• Task statement
Retype the material line for line. Start with its very first line and stop after the line that contains "[126,36,414,164]", including both of those lines.

Source data

::::::::

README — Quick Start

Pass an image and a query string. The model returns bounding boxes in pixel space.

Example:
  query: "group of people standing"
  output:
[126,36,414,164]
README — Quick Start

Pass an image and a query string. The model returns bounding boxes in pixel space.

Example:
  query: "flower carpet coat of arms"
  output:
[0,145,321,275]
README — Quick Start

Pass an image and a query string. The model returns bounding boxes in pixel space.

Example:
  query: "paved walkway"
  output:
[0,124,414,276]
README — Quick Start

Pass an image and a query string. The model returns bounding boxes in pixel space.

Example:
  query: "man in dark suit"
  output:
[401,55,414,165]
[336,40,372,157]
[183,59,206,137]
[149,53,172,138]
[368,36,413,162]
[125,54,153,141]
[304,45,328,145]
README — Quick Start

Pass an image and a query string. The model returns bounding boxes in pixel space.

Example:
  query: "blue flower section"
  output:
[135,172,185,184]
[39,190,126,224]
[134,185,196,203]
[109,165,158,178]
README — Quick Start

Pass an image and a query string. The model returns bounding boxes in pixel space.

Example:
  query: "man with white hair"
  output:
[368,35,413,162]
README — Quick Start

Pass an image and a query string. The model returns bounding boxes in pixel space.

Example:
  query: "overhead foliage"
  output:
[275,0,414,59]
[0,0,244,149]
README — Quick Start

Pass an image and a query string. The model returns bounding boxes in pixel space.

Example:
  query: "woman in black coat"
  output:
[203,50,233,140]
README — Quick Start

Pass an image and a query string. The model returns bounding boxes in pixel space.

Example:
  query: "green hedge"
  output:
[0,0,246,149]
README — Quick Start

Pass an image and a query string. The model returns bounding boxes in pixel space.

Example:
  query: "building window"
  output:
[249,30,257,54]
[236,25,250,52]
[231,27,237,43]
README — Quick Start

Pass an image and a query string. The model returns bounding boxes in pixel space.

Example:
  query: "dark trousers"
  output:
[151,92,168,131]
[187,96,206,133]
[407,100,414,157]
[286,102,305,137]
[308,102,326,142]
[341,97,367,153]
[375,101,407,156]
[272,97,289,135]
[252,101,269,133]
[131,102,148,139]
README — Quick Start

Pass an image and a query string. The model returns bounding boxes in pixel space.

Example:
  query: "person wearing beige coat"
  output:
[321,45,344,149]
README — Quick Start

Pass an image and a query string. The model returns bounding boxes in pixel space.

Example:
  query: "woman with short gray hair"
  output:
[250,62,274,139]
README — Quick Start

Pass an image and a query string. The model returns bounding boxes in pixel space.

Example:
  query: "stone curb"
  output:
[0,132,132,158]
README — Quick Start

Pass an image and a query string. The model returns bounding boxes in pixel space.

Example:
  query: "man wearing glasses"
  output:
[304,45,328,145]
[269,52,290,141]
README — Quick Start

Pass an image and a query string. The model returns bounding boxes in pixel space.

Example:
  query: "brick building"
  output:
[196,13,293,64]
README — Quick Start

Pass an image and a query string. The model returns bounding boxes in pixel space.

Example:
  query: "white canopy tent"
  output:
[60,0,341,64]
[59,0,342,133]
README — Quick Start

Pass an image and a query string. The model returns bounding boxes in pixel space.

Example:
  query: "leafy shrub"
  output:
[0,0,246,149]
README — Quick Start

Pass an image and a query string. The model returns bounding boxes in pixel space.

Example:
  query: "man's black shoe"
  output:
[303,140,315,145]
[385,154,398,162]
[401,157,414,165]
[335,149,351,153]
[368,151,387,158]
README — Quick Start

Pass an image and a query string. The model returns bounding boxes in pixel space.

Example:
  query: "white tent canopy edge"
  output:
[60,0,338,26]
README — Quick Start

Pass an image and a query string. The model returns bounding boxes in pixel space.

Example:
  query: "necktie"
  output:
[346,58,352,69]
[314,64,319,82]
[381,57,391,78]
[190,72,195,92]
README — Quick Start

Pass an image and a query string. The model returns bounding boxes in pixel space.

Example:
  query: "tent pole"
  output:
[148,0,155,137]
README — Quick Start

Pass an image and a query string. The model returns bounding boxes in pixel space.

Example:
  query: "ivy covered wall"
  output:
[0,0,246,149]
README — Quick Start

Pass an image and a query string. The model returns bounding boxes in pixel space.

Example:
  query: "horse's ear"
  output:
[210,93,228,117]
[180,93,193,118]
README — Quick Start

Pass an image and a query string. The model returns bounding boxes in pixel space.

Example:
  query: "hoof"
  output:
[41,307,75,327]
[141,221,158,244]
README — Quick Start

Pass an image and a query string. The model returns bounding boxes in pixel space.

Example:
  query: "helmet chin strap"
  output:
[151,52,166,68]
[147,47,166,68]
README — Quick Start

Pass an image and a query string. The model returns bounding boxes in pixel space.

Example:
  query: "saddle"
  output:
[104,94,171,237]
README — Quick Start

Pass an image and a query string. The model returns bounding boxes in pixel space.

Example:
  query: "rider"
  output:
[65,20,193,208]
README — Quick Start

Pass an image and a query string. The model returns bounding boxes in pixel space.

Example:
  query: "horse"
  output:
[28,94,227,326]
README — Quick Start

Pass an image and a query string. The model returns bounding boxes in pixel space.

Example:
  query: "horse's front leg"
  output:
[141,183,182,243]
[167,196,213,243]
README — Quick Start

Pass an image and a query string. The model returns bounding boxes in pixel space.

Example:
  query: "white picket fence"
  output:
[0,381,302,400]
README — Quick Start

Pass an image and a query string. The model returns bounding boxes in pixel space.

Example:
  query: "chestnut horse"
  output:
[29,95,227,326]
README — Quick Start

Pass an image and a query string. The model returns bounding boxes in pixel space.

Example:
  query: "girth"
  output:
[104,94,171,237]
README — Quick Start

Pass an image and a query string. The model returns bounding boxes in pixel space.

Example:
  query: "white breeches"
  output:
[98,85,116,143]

::::::::

• Exercise result
README — Quick Start

Pass an image and a query string. The model returns bounding boxes in pixel space.

Example:
  query: "group of people standing"
  output:
[126,36,414,164]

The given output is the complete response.